WHAT THE TASK ASKS: Reproduce the records below line for line, with no changes, but omit the pictures from your copy.

(Position annotation records)
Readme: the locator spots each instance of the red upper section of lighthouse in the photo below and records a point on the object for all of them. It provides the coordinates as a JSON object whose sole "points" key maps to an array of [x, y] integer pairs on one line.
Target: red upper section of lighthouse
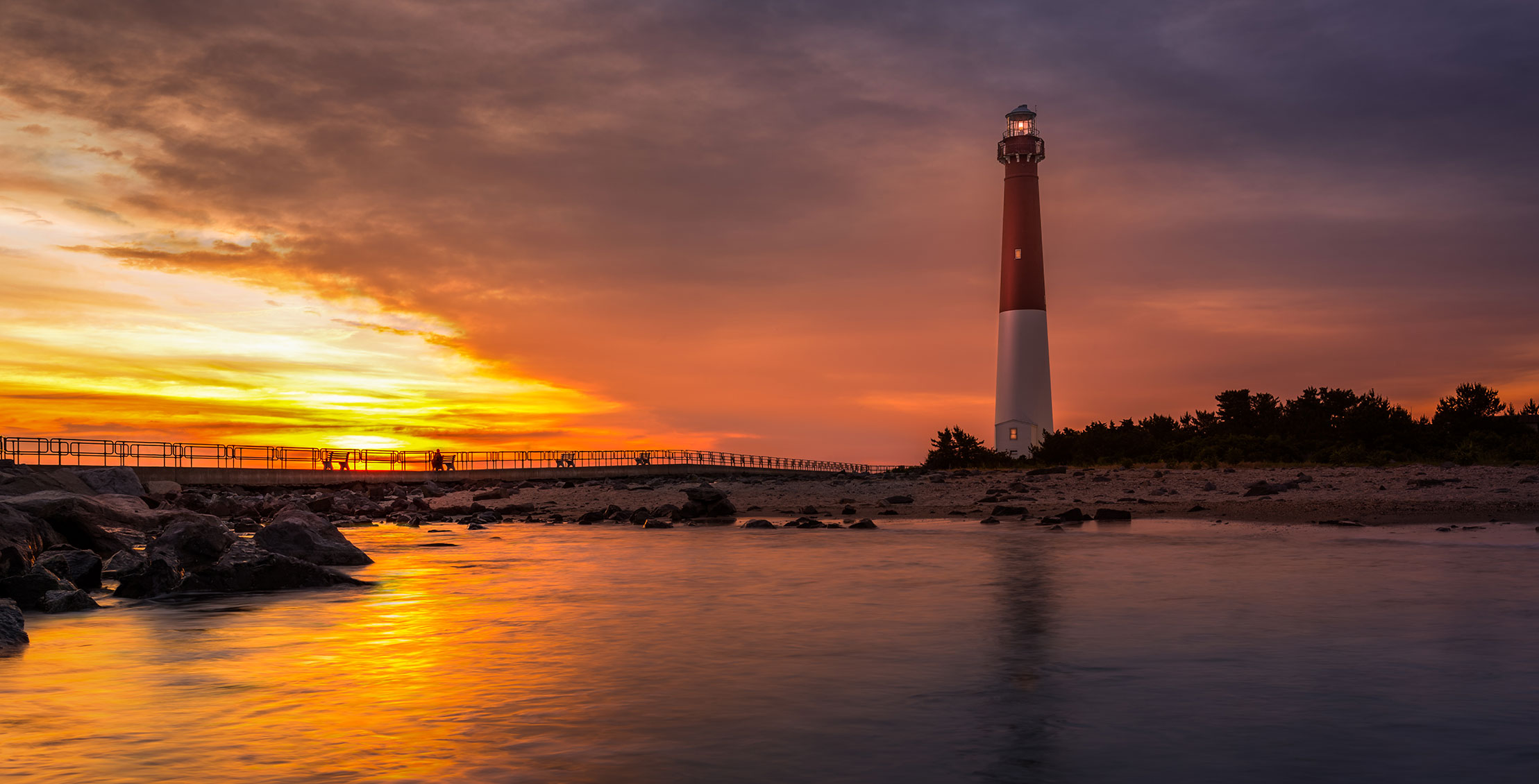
{"points": [[1020, 279]]}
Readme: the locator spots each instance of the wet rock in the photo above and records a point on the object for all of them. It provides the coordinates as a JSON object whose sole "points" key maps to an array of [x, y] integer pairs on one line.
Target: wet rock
{"points": [[162, 488], [308, 537], [705, 502], [122, 563], [193, 543], [30, 589], [76, 518], [68, 602], [22, 538], [12, 628], [33, 482], [82, 568], [112, 480], [245, 568], [159, 575]]}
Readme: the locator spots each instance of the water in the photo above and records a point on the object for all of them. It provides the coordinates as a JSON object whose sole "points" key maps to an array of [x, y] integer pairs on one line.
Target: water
{"points": [[925, 652]]}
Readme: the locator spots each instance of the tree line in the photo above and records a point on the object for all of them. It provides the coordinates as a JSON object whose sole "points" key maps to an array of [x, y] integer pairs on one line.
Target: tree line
{"points": [[1322, 425]]}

EXERCISE OUTPUT:
Readme: the locator spots each instance of the red upper section of lighthouse in the photo below and records a point on the object for all of them. It provides the coordinates as a JSON object whose sole "points" key maps to an array of [x, y] integer pairs on one line.
Target: red upper section of lighthouse
{"points": [[1020, 279]]}
Readme: the locator spots each instance of the wet rock in the photo above and records a point on the object for all of them. It provides the coordinates as a JSON object whose sole "points" key maps to an array of [x, y] integer pairs on one line.
Target: wet rock
{"points": [[162, 488], [308, 537], [705, 502], [122, 563], [193, 543], [30, 589], [76, 518], [68, 602], [22, 538], [12, 628], [33, 482], [82, 568], [112, 480], [245, 568], [159, 575]]}
Readme: the locator spots each instance of the water in the photo above and records a point on the object for all of them. It provides the coordinates as a JSON object whose sole "points" key maps to an array of [x, y] integer pairs on one line.
Target: water
{"points": [[925, 652]]}
Readme: the locator spots each instance of the tree line in the photo above and records a point on the object for all of them. It provides the coordinates as a JSON object whose sole "points" key maps to an array of [x, y] integer pairs on one line.
Target: tree line
{"points": [[1322, 425]]}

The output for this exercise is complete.